--- Provided information ---
# # #
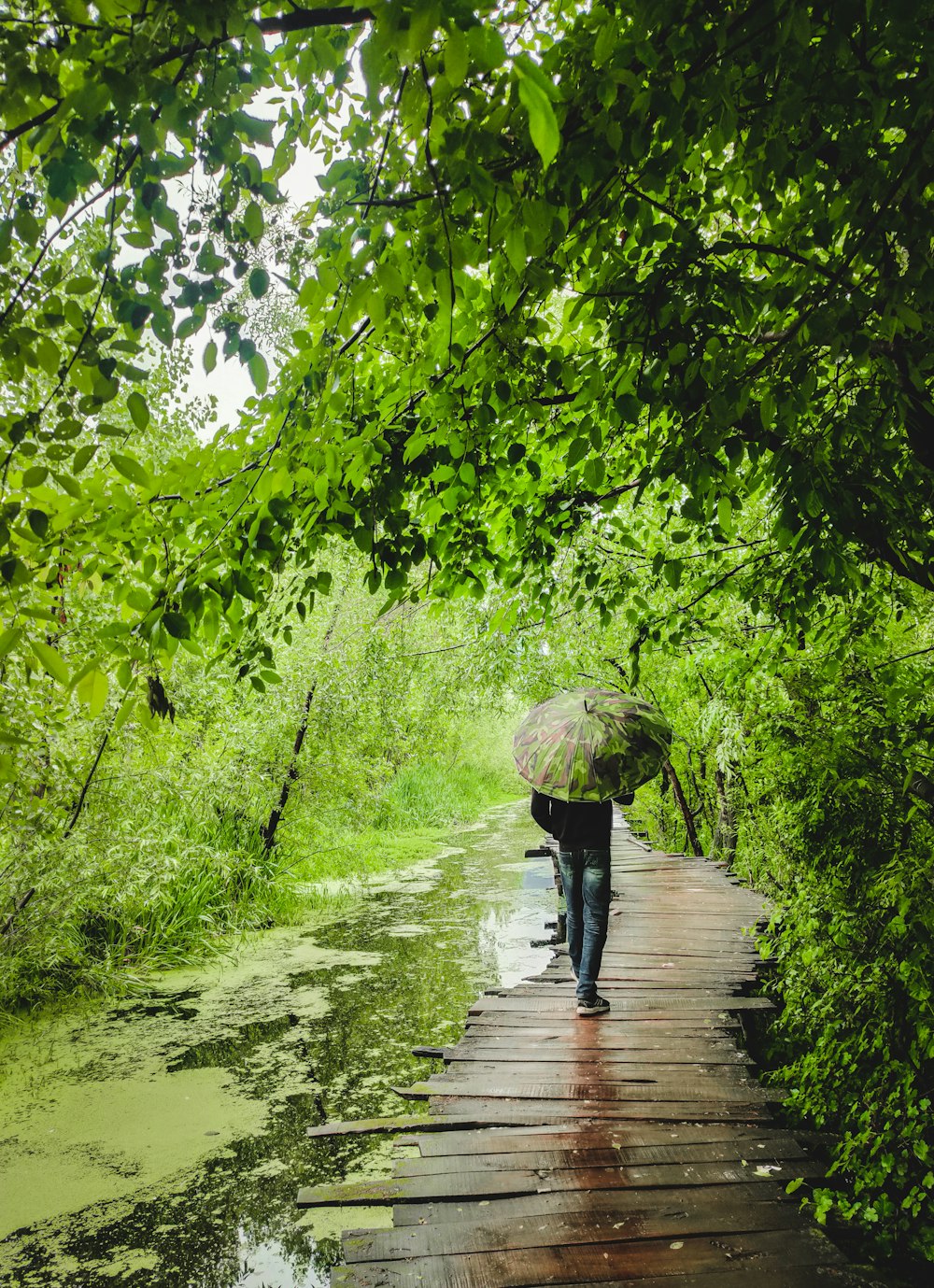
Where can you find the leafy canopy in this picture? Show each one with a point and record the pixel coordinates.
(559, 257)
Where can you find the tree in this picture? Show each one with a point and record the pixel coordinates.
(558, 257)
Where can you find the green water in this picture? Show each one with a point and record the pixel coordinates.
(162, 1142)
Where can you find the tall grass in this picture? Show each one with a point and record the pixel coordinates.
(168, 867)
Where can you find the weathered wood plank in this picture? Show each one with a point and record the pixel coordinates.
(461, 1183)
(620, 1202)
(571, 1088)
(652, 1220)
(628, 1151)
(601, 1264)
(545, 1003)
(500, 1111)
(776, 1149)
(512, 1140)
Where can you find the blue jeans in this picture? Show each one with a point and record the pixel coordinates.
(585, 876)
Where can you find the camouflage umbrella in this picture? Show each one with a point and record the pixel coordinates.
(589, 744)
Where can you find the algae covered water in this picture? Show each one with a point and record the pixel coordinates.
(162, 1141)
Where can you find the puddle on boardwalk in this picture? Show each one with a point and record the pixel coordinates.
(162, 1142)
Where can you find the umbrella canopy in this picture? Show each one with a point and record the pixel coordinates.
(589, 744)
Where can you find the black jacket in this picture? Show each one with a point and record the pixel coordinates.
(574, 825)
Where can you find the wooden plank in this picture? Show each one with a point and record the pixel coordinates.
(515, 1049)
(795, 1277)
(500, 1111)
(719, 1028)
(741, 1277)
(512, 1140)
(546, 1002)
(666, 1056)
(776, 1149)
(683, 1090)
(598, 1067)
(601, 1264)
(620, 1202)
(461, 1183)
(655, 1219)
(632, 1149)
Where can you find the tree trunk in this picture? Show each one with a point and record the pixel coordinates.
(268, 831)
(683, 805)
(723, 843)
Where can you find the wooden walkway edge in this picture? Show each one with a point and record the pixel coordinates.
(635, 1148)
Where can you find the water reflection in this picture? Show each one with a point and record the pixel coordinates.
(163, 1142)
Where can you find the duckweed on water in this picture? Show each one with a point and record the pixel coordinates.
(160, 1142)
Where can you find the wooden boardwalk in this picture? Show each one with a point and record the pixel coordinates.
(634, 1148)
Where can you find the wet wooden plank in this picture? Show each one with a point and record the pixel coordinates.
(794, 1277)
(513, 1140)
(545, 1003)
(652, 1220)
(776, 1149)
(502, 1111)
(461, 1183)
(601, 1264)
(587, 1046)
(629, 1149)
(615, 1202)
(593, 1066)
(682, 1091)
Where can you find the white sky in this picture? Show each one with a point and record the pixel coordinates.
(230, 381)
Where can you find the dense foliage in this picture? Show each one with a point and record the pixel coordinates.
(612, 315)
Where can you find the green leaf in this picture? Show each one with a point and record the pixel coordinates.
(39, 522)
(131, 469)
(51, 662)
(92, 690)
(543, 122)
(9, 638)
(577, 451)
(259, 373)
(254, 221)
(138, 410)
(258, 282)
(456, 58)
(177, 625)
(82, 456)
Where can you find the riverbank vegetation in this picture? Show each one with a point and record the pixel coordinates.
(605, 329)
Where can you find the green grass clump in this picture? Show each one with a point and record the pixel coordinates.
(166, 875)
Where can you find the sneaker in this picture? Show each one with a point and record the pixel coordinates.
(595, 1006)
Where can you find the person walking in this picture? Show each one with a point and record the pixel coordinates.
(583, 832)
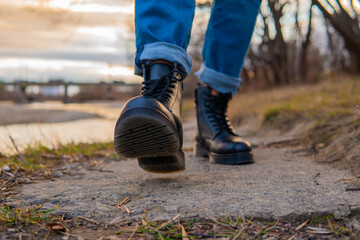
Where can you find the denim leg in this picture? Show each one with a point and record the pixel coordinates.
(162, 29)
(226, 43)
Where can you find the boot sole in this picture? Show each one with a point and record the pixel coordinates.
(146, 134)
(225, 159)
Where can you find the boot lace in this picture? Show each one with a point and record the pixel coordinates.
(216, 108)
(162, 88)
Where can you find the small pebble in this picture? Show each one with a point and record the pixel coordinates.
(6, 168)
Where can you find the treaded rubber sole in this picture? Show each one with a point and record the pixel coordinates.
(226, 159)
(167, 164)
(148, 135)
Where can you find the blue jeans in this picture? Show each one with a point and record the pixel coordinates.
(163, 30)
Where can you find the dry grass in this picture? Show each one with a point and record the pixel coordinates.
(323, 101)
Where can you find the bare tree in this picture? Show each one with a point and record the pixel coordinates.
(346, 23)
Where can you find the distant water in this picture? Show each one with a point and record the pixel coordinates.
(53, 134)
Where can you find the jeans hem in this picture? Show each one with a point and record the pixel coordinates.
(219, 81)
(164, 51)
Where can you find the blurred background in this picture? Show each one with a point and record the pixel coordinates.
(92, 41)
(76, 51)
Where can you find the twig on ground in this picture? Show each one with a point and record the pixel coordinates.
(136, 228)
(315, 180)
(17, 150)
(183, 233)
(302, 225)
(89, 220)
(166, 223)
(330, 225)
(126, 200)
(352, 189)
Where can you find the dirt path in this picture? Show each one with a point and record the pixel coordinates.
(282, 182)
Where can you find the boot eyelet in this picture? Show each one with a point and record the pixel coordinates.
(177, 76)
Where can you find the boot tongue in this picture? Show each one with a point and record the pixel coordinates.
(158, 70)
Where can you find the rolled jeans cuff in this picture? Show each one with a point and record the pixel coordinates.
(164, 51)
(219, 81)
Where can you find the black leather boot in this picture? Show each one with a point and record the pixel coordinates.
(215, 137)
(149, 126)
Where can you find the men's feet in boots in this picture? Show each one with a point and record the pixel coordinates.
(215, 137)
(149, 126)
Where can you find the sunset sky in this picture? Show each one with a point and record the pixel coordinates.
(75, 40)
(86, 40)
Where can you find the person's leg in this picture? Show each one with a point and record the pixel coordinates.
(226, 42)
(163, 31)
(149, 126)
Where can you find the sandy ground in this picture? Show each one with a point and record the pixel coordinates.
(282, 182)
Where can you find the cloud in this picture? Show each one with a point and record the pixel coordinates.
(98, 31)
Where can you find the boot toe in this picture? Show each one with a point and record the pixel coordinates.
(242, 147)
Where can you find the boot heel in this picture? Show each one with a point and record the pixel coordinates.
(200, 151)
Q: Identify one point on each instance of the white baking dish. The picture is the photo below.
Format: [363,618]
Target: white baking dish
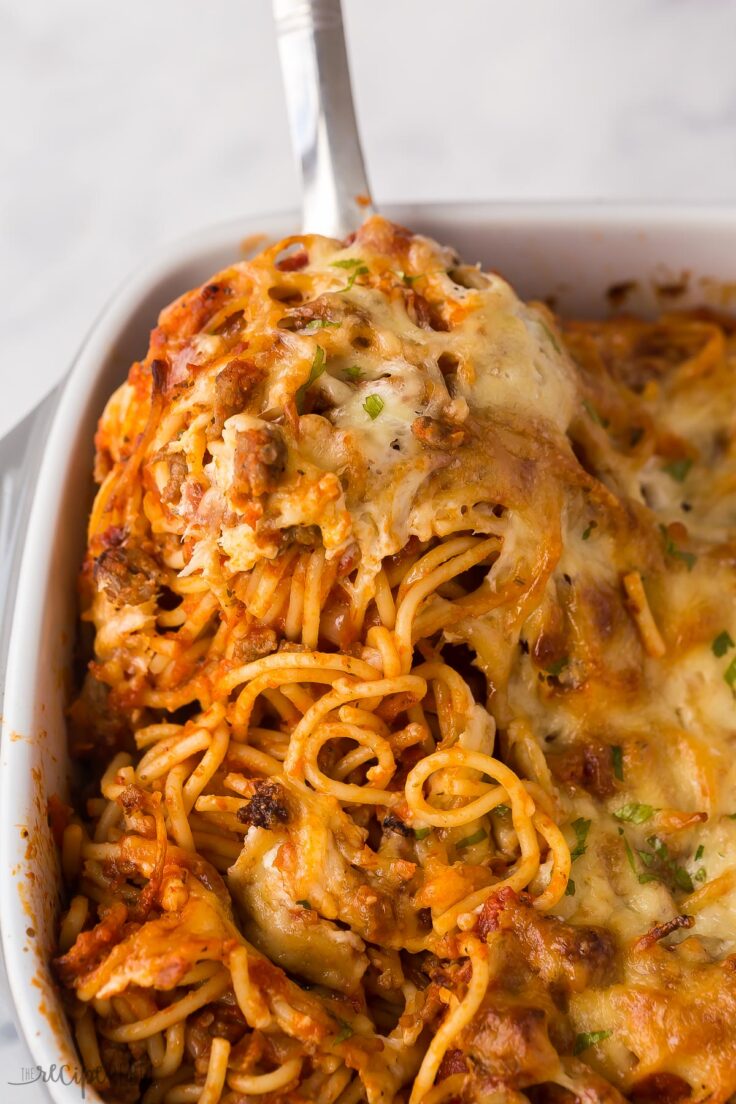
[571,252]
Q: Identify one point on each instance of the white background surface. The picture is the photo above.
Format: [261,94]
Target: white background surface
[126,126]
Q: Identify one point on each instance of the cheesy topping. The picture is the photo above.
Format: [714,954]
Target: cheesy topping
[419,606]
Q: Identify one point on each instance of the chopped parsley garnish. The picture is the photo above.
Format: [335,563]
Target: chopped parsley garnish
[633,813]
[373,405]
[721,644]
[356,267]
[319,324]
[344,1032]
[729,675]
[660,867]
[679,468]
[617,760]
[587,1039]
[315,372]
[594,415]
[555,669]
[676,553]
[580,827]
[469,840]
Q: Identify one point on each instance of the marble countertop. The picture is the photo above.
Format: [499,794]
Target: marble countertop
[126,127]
# # #
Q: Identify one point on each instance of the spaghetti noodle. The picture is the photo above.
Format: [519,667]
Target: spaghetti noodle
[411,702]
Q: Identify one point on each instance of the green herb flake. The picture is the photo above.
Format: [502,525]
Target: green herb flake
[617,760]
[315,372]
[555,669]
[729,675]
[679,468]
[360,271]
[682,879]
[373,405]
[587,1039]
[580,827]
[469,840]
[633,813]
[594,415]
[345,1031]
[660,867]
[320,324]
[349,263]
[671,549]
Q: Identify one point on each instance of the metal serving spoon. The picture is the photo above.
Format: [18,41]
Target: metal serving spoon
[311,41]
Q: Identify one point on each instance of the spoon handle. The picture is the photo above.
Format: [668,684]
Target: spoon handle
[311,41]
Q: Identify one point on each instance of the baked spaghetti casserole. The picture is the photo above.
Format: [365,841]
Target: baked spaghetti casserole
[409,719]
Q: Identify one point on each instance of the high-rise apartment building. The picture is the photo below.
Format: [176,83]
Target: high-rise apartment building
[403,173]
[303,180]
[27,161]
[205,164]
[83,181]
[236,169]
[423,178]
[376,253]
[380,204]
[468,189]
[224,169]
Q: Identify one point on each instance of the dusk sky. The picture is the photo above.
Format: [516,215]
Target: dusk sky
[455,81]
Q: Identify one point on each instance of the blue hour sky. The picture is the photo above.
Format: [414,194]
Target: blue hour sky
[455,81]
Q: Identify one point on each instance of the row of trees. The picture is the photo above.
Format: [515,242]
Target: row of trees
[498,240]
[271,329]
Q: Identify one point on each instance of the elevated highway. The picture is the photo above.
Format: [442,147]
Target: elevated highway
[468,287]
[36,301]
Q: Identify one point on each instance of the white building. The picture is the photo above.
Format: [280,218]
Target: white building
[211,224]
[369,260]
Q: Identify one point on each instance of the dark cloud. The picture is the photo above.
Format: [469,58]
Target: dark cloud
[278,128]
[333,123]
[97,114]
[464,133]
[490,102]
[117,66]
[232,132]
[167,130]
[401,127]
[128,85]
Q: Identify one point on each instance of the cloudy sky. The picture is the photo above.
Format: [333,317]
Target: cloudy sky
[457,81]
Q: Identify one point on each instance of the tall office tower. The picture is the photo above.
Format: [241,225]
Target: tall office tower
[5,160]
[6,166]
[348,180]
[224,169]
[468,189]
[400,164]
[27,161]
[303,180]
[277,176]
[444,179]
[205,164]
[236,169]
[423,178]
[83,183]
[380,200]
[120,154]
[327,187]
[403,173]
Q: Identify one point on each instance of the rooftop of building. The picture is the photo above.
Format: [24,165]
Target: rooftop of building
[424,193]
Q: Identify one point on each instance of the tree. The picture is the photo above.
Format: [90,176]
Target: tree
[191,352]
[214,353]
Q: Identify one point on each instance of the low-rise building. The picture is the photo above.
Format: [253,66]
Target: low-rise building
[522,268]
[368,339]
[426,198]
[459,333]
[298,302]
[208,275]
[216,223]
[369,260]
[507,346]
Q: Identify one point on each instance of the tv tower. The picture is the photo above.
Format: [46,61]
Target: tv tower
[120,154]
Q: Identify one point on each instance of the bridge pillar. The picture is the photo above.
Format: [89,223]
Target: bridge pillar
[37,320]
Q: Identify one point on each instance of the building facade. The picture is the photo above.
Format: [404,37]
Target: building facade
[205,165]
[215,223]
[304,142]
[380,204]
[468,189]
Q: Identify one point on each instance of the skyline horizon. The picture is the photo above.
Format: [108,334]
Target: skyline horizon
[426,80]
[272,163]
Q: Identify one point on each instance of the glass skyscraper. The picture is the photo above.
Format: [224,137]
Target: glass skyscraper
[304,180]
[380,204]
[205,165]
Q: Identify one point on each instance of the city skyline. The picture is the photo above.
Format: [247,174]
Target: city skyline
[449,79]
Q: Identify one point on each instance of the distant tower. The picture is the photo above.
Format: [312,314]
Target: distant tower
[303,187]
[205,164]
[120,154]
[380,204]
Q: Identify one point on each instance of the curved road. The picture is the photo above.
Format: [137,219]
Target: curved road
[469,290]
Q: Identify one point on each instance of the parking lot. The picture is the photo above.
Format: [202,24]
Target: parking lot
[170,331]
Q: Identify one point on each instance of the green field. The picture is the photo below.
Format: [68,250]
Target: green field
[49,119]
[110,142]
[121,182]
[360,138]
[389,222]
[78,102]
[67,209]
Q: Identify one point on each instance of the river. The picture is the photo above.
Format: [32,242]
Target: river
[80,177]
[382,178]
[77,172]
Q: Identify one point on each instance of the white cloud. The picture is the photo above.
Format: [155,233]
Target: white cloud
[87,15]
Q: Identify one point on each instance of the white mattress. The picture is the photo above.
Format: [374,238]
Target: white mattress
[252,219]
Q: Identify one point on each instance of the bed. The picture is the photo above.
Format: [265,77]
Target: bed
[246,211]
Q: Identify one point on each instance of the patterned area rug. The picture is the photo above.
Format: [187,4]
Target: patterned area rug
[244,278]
# # #
--- Exercise requirements ---
Please filter the two blocks of lines above and copy out every line that contains the word "hour".

--- Answer for this exercise ---
Q: Identify one point on each instance of the blue hour sky. The picture is the photo above.
Target: blue hour sky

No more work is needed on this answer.